OBJECTIVE ▸
Return every line of the records below verbatim, with no character altered, added, or dropped.

MATERIAL FOR THE TASK ▸
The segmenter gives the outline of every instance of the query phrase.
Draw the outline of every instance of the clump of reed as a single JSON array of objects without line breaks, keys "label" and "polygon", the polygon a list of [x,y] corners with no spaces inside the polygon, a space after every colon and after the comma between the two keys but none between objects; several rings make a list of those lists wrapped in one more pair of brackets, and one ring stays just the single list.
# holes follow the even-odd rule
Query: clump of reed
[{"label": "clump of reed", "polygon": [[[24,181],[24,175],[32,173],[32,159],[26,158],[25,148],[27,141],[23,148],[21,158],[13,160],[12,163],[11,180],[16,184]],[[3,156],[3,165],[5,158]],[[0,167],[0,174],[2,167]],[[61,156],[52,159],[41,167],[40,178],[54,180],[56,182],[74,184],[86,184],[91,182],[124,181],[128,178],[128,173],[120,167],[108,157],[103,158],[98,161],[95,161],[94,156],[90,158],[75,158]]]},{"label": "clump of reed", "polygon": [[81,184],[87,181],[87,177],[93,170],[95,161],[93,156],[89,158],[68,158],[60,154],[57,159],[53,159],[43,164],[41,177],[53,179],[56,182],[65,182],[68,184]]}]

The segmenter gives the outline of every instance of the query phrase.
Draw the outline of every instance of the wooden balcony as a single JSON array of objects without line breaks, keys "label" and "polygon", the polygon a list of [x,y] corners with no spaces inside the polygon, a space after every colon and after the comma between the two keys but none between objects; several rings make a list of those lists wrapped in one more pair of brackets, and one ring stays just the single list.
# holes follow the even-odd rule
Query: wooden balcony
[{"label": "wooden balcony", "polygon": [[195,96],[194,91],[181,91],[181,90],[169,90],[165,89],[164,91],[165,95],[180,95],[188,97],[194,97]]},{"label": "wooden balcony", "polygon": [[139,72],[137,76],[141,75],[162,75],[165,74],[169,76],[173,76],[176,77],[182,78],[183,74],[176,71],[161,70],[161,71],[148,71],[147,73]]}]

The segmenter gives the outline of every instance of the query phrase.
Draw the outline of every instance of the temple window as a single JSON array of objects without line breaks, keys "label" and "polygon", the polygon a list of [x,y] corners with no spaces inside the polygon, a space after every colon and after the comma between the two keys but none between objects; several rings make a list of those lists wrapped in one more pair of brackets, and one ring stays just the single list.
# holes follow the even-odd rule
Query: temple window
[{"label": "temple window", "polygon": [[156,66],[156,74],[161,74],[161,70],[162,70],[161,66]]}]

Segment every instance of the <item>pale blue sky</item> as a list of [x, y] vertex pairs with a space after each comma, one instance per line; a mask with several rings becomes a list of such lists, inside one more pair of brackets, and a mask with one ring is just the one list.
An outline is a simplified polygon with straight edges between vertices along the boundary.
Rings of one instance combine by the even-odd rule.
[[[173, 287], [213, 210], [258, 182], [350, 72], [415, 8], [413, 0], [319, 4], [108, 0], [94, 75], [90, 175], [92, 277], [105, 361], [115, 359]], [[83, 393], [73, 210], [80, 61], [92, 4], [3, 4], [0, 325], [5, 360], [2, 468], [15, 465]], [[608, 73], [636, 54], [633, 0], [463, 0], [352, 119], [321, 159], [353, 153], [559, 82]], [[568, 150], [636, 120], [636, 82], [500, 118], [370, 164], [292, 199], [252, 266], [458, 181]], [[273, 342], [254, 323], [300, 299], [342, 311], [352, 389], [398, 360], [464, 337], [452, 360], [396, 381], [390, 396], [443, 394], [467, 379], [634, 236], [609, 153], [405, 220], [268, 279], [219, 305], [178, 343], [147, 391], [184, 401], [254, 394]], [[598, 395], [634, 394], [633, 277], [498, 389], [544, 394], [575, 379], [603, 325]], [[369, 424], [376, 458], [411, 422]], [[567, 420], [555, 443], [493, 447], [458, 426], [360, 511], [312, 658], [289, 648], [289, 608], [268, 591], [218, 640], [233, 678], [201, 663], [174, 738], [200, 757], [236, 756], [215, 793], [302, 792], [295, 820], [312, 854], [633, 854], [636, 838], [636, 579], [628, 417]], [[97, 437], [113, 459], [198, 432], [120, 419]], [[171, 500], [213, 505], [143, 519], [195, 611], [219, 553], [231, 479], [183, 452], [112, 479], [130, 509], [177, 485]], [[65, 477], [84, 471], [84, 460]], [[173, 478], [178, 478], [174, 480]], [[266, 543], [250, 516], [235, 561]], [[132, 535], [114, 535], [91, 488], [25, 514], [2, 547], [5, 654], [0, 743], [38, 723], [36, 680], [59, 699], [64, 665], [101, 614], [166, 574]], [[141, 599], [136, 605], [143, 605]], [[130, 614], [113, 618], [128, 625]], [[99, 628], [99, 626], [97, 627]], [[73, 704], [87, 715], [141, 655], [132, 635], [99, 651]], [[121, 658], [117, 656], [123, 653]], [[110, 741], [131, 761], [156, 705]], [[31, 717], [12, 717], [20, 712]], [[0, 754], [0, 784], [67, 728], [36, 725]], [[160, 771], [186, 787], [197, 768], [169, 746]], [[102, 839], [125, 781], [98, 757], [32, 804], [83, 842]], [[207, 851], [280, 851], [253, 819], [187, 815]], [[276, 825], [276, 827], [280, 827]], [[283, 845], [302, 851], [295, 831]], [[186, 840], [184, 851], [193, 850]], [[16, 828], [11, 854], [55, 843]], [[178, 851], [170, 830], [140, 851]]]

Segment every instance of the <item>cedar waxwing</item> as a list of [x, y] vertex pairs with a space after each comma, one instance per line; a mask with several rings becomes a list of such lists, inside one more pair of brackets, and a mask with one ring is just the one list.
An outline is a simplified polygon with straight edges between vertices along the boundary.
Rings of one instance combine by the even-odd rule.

ANSWER BELOW ▸
The segmenter gives the outline of every instance of the query phrase.
Draw the outline of every instance of the clump of reed as a single JSON array of objects without line breaks, keys "label" and "polygon", the polygon a list of [x,y] corners with no spaces inside the polygon, a space after every colon and after the comma between the two keys but none between objects; several rings make a list of those lists wrapped in one more pair of brackets, and one ring stays just the single list.
# holes follow the even-odd rule
Query: clump of reed
[{"label": "clump of reed", "polygon": [[[24,181],[24,175],[32,173],[32,159],[26,158],[25,148],[27,141],[23,148],[21,158],[13,160],[12,163],[11,180],[16,184]],[[3,156],[3,165],[5,158]],[[0,167],[0,174],[2,167]],[[61,156],[52,159],[41,167],[40,178],[54,180],[56,182],[74,184],[86,184],[91,182],[124,181],[128,178],[128,173],[120,167],[108,157],[103,158],[98,161],[95,161],[94,156],[90,158],[75,158]]]},{"label": "clump of reed", "polygon": [[81,184],[87,181],[87,177],[93,170],[95,161],[93,156],[89,158],[68,158],[60,154],[57,159],[53,159],[43,164],[41,177],[53,179],[56,182],[65,182],[68,184]]}]

The segmenter gives the outline of every instance of the query phrase.
Draw the outline of every instance of the wooden balcony as a single JSON array of objects without line breaks, keys "label" and "polygon", the polygon a list of [x,y] corners with no spaces inside the polygon, a space after every colon and after the comma between the two keys but none between objects; several rings make a list of those lists wrapped in one more pair of brackets, and one ring stays just the single list.
# holes follow the even-odd rule
Query: wooden balcony
[{"label": "wooden balcony", "polygon": [[195,96],[194,91],[181,91],[181,90],[169,90],[165,89],[164,91],[165,95],[180,95],[188,97],[194,97]]},{"label": "wooden balcony", "polygon": [[139,72],[137,76],[141,75],[162,75],[165,74],[169,76],[173,76],[176,77],[182,78],[183,74],[176,71],[161,70],[161,71],[148,71],[147,73]]}]

The segmenter gives the outline of every instance of the query phrase.
Draw the outline of every instance of the temple window as a single JSON array of objects without line breaks, keys "label" and "polygon", the polygon a list of [x,y] corners with no spaces inside the polygon, a space after every colon and after the comma between the two keys but none between objects; several rings make a list of those lists wrapped in one more pair of brackets, and one ring stays just the single list.
# holes follow the even-odd rule
Query: temple window
[{"label": "temple window", "polygon": [[156,66],[156,74],[161,74],[161,70],[162,70],[161,66]]}]

Segment every instance of the <item>pale blue sky</item> as a list of [x, y] vertex pairs with a space after each comma, one instance per line; a mask with several rings becomes a list of such lists, inside one more pair of brackets, and a mask with one ring is just the one list.
An outline is a simplified polygon with straight edges between vertices along the boundary.
Rings of one instance combine by the even-odd rule.
[[[173, 287], [213, 210], [258, 182], [350, 72], [415, 8], [413, 0], [319, 4], [108, 0], [94, 75], [90, 175], [92, 277], [105, 361], [115, 359]], [[83, 393], [73, 210], [80, 61], [92, 4], [3, 4], [0, 325], [5, 360], [2, 468], [15, 465]], [[608, 73], [636, 54], [633, 0], [463, 0], [352, 119], [321, 159], [353, 153], [559, 82]], [[568, 150], [636, 120], [636, 82], [500, 118], [370, 164], [292, 199], [252, 266], [458, 181]], [[273, 342], [254, 323], [300, 299], [342, 311], [352, 389], [398, 360], [464, 337], [452, 360], [396, 381], [390, 396], [443, 394], [467, 379], [634, 236], [609, 153], [405, 220], [268, 279], [219, 305], [178, 343], [147, 391], [184, 401], [254, 394]], [[598, 395], [634, 394], [633, 277], [498, 389], [544, 394], [575, 379], [603, 325]], [[369, 424], [376, 458], [411, 422]], [[567, 420], [555, 443], [493, 447], [458, 426], [360, 511], [312, 658], [289, 648], [289, 608], [268, 591], [218, 640], [233, 678], [201, 663], [174, 738], [200, 757], [236, 756], [215, 793], [302, 792], [295, 820], [312, 854], [633, 854], [636, 838], [636, 579], [628, 417]], [[97, 437], [113, 459], [198, 432], [120, 419]], [[171, 500], [213, 505], [143, 519], [195, 611], [219, 553], [231, 479], [183, 452], [112, 479], [130, 509], [177, 485]], [[65, 477], [84, 471], [84, 460]], [[173, 478], [178, 478], [174, 480]], [[266, 543], [250, 516], [235, 561]], [[132, 535], [114, 535], [91, 488], [25, 514], [2, 547], [5, 654], [0, 743], [38, 723], [36, 680], [59, 699], [64, 665], [101, 614], [166, 574]], [[141, 599], [136, 605], [143, 605]], [[130, 614], [113, 618], [128, 625]], [[99, 628], [99, 626], [97, 627]], [[73, 704], [87, 715], [141, 655], [132, 635], [99, 651]], [[121, 658], [117, 656], [123, 653]], [[110, 741], [131, 761], [156, 705]], [[31, 717], [12, 717], [20, 712]], [[0, 754], [0, 784], [67, 728], [36, 725]], [[160, 771], [186, 787], [197, 768], [169, 746]], [[102, 839], [125, 781], [98, 757], [32, 804], [83, 842]], [[207, 851], [280, 851], [253, 819], [187, 815]], [[276, 825], [276, 827], [280, 827]], [[283, 845], [302, 851], [295, 831]], [[186, 840], [184, 851], [193, 850]], [[16, 828], [11, 854], [55, 843]], [[178, 851], [170, 830], [140, 851]]]

Segment every instance of the <item>cedar waxwing</item> as a list of [x, y] vertex pairs with a space after each comma, one instance per line; a mask with several rings becomes a list of such lists, inside one more pair of brackets, and a mask with one ring is just the one list.
An outline is a simplified polygon with straight edges between vertices along the boundary.
Rings of one instance combine by the even-odd rule.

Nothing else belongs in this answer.